*INPUT*.
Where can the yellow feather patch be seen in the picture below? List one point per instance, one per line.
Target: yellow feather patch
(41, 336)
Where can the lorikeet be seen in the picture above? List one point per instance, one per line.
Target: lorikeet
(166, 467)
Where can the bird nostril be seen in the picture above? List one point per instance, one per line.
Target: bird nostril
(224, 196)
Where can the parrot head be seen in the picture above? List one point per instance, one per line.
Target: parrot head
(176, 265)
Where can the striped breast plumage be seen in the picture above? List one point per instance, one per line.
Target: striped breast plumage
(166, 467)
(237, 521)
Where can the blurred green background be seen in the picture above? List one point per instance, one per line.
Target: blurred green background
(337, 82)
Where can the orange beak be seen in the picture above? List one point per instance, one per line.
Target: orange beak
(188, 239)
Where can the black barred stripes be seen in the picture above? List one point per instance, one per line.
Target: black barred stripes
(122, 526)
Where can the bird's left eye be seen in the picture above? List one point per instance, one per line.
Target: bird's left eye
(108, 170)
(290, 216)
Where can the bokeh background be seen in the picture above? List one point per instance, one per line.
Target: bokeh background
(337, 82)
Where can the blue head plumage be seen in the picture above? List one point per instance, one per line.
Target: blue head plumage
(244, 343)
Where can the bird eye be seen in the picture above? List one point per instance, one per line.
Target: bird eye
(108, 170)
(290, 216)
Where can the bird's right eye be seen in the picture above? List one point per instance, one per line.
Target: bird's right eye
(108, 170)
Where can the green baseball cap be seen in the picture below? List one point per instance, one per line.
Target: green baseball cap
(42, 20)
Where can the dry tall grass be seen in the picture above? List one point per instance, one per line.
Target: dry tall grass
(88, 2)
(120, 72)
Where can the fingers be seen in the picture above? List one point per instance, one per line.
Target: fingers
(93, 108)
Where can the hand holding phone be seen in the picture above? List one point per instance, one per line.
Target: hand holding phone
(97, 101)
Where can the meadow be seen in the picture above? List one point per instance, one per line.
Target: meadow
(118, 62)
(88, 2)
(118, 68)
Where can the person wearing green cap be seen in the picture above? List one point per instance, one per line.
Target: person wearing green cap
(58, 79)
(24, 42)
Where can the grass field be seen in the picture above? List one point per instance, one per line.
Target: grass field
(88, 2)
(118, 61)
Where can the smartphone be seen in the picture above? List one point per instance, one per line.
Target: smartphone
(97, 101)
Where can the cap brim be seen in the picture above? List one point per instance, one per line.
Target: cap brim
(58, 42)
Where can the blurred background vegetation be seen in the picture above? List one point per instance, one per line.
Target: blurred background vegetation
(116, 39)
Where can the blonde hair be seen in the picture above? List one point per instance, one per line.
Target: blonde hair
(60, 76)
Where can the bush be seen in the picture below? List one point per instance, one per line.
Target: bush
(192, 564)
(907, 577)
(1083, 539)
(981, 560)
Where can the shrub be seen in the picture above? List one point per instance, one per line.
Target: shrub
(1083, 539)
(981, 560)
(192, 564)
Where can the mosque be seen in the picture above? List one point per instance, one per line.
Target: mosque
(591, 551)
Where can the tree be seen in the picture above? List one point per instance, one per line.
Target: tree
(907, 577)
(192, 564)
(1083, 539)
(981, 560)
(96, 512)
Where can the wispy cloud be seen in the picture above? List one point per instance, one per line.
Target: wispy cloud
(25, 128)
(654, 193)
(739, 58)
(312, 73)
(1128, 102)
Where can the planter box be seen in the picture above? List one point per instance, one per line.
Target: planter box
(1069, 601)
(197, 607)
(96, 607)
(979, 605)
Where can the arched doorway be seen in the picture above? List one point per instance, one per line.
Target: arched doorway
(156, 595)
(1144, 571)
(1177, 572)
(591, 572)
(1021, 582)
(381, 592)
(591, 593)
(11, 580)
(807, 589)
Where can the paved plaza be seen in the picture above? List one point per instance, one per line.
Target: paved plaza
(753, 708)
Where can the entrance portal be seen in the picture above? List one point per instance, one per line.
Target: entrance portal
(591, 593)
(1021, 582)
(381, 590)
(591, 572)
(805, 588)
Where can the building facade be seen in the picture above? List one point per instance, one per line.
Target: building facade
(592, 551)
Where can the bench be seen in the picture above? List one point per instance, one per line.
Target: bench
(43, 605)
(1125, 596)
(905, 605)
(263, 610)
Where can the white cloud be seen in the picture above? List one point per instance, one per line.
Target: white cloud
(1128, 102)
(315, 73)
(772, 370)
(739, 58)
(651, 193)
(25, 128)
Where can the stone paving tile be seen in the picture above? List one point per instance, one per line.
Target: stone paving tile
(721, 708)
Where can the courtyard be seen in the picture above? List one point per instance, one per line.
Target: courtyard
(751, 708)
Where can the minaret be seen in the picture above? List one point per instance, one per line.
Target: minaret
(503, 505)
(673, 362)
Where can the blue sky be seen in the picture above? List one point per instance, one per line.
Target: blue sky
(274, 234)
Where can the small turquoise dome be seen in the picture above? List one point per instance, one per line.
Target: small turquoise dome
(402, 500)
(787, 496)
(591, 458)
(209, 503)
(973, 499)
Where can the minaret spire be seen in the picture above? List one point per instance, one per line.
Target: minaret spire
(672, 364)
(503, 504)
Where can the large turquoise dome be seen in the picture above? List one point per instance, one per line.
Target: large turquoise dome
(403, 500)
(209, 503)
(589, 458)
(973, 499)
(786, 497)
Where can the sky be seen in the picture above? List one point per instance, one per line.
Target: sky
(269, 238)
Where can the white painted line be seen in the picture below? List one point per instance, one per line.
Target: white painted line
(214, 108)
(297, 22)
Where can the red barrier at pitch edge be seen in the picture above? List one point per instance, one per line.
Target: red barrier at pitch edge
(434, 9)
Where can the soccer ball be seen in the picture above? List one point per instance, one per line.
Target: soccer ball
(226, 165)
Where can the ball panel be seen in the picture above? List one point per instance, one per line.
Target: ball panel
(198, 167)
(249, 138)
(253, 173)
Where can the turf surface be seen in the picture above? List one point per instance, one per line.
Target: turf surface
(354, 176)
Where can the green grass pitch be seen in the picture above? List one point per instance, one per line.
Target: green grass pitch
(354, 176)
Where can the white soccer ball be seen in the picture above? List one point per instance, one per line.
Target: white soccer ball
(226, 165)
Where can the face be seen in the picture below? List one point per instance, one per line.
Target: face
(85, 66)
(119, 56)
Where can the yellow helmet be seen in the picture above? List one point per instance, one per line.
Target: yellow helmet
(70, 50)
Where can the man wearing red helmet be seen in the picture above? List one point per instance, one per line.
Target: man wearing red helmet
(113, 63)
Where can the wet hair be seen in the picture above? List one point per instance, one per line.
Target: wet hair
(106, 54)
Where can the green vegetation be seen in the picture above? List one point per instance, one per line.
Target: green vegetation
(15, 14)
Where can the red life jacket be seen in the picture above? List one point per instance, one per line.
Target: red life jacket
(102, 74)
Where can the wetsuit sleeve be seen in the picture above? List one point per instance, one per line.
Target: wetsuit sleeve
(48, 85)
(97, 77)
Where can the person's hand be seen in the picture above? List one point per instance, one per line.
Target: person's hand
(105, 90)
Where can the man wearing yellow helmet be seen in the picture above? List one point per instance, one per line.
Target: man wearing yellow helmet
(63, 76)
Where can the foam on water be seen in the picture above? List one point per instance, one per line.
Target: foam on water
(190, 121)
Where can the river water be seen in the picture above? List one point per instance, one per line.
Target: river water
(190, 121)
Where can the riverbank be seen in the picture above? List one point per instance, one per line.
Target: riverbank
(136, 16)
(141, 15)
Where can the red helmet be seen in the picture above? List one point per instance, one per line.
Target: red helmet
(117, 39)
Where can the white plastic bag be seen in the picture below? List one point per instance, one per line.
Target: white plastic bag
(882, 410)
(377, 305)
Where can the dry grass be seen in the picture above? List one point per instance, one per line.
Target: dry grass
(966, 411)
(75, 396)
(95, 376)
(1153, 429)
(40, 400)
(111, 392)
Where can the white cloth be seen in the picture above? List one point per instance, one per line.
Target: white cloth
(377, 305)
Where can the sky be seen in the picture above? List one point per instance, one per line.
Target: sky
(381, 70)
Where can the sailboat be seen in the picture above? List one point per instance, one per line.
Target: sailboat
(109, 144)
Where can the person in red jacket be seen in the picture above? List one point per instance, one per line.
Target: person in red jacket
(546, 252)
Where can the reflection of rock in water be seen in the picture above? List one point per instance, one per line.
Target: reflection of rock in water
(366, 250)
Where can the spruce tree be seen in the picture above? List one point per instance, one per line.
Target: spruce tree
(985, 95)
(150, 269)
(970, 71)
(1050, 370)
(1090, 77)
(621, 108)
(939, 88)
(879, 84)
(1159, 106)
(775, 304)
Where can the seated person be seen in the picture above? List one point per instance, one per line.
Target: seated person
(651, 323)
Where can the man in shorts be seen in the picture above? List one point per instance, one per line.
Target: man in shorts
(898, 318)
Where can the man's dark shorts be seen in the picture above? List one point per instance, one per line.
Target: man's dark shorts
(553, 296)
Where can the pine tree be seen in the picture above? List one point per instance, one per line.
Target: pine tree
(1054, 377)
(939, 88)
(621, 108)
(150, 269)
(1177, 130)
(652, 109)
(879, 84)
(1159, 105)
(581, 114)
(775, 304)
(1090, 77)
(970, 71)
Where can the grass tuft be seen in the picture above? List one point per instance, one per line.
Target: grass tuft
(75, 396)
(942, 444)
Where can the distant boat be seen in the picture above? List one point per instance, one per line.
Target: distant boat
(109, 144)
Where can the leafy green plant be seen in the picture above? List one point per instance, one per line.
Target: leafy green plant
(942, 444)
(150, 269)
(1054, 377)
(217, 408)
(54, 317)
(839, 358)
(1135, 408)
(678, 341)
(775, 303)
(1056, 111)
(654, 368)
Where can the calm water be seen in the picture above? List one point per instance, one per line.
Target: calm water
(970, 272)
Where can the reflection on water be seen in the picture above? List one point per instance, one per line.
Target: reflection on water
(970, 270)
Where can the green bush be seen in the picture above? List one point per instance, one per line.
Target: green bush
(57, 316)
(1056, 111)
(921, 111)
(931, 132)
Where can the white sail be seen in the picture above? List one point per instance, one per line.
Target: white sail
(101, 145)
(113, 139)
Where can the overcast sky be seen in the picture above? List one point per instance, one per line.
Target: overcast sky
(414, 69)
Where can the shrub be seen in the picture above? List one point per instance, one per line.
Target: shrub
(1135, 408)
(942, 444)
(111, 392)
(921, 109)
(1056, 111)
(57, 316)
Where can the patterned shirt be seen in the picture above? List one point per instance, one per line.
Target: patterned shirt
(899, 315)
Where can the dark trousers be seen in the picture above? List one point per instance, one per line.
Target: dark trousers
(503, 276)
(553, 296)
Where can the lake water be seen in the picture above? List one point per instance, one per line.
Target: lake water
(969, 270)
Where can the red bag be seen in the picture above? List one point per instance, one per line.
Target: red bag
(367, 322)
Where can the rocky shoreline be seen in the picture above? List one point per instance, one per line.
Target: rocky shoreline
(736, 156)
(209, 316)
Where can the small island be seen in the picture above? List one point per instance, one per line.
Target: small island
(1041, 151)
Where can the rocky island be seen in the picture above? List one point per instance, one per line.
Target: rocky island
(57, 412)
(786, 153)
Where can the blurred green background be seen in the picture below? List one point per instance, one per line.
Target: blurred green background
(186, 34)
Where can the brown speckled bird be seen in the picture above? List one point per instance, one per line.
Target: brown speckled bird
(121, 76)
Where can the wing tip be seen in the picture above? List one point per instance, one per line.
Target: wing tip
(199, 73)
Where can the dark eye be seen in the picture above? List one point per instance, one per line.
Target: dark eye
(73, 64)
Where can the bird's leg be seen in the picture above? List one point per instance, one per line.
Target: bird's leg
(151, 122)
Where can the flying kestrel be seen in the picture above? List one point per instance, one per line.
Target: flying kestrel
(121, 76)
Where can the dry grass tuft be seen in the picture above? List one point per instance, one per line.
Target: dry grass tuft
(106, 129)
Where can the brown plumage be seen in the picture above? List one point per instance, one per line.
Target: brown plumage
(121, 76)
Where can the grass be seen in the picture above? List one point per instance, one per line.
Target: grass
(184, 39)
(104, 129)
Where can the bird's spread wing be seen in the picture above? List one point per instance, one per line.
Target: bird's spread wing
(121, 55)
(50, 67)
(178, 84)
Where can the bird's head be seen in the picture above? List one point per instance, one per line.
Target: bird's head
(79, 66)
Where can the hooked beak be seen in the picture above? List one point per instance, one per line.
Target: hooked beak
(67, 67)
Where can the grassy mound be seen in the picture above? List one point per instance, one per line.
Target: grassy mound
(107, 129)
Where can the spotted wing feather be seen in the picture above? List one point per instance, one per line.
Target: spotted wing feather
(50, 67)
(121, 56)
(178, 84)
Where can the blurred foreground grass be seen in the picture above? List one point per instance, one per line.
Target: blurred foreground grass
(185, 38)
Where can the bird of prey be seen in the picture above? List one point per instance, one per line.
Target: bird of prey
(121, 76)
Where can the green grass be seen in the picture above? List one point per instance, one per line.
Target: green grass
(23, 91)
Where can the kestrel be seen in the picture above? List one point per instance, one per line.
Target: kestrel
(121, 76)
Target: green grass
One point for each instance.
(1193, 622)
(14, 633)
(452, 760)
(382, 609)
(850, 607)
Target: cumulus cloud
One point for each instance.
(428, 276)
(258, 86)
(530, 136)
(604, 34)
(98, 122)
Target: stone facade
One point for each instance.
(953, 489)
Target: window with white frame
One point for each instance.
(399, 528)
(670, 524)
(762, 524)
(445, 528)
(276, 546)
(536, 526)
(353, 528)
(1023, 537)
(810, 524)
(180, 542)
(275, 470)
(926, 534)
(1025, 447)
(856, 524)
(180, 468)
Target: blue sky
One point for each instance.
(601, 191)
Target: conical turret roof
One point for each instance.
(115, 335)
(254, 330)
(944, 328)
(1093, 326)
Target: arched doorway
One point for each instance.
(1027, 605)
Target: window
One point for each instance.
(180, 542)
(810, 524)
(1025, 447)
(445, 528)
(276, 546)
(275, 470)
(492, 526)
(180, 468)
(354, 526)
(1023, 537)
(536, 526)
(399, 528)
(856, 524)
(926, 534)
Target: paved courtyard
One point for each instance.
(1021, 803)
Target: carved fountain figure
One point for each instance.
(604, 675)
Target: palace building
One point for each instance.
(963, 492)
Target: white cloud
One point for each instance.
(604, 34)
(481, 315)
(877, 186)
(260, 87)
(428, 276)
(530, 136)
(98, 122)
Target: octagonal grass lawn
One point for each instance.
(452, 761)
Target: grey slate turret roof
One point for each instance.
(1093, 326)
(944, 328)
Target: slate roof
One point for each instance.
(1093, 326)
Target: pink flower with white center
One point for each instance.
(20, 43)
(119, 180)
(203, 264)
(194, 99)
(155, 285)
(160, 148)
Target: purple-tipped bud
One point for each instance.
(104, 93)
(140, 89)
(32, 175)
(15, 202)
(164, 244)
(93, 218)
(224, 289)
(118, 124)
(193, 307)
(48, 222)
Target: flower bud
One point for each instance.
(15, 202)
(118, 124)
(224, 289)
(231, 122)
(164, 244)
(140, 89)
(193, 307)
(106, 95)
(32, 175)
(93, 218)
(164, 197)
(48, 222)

*TASK OBJECTIVE*.
Starting at the line that contains "Target: conical turret roof", retype each line through the end of the listing above and nothing else.

*RESULT FOR THIS EXERCISE*.
Target: conical turret roof
One point for each instance.
(115, 335)
(254, 330)
(944, 328)
(1093, 326)
Target: arched doorway
One point for each instance.
(1027, 605)
Target: window
One point for each instance.
(180, 542)
(810, 524)
(1025, 447)
(445, 528)
(276, 546)
(275, 470)
(492, 526)
(180, 468)
(354, 526)
(1023, 537)
(536, 526)
(399, 528)
(856, 524)
(926, 534)
Target: paved courtyard
One point for each instance.
(1021, 803)
Target: carved fountain figure
One point for each instance.
(604, 675)
Target: palace building
One point for each instance.
(963, 492)
Target: white cloud
One point for each instance.
(604, 34)
(481, 315)
(877, 186)
(260, 87)
(428, 276)
(530, 136)
(98, 122)
Target: octagonal grass lawn
One point for each instance.
(452, 761)
Target: grey slate turret roof
One point for each instance.
(1093, 326)
(944, 328)
Target: slate roof
One point for each instance.
(1093, 326)
Target: pink flower with white center
One point for each instance.
(20, 43)
(119, 180)
(203, 264)
(194, 99)
(155, 285)
(160, 148)
Target: purple-tipped bud
One point for each instance.
(104, 93)
(140, 89)
(32, 175)
(15, 202)
(164, 244)
(93, 218)
(224, 289)
(118, 124)
(193, 307)
(48, 222)
Target: flower bud
One point for each instance.
(15, 202)
(118, 124)
(224, 289)
(231, 122)
(164, 244)
(140, 89)
(193, 307)
(106, 95)
(32, 175)
(93, 218)
(164, 197)
(48, 222)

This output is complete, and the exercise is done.